*** EXCERPT TO READ

The quality of our drinking water is a major determinant of our health and wellbeing. It is important to consider not only the presence of pathogens or contaminants, but also the routine addition of chemicals that may cause us harm. Chlorine is a chemical typically used as a disinfectant in public water supplies as an effective way to reduce the level of pathogenic bacteria in our drinking water. (1)
Unfortunately, this chemical, and other common chemical disinfectants, may have a damaging impact on our bodies’ beneficial bacteria as well.
When chlorine is used as a water treatment, it combines with organic matter to form compounds called trihalomethanes (THMs), also known as disinfectant byproducts. One of the most common THMs formed is chloroform, which is a known carcinogen. (2) Other THMs formed include the di- and trichloramines formed when chloramine is used as a disinfecting agent. (3) These compounds are toxic when consumed, inhaled, or applied to the skin.

******

▶ [ACTIVITIES]
a) Reproduce the passage on chlorinated drinking water verbatim, everything from "The quality of" down to "bacteria as well.".
b) According to the passage on chlorinated drinking water, what are the ways in which the compounds formed by disinfection are toxic?
The records that come next are drawn from a separate source.

*** RECORDS PROVIDED

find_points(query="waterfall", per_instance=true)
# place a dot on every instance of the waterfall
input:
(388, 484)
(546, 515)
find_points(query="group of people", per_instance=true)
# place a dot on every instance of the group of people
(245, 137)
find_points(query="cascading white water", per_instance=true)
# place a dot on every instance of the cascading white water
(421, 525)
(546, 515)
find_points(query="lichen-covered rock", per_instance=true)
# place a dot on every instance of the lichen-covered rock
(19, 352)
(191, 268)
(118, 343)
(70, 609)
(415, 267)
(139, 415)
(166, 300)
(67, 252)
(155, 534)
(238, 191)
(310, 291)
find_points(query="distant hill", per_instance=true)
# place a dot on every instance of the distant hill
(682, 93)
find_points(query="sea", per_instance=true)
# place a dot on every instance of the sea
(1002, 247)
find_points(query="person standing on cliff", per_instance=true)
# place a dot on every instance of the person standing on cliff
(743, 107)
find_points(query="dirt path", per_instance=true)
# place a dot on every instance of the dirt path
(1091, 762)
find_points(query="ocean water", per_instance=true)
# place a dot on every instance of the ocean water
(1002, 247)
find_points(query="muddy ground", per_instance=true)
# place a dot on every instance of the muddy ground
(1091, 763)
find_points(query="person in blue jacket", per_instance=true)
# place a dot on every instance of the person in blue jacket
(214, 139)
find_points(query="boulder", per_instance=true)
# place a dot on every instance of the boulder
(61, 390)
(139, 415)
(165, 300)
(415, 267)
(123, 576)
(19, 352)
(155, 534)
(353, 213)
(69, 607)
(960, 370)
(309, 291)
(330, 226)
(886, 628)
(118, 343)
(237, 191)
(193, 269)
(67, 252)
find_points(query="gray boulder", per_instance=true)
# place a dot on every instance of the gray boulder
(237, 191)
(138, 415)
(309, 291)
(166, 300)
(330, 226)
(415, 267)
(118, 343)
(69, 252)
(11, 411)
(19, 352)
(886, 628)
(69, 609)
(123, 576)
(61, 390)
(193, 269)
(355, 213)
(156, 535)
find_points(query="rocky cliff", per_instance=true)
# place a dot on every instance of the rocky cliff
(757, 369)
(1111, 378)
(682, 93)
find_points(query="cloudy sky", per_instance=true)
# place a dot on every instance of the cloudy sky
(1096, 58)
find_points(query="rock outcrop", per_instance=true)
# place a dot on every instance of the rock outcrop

******

▶ [ANSWERS FOR THE TASKS]
a)
The quality of our drinking water is a major determinant of our health and wellbeing. It is important to consider not only the presence of pathogens or contaminants, but also the routine addition of chemicals that may cause us harm. Chlorine is a chemical typically used as a disinfectant in public water supplies as an effective way to reduce the level of pathogenic bacteria in our drinking water. (1)
Unfortunately, this chemical, and other common chemical disinfectants, may have a damaging impact on our bodies’ beneficial bacteria as well.

b)
- When consumed
- When inhaled
- When applied to the skin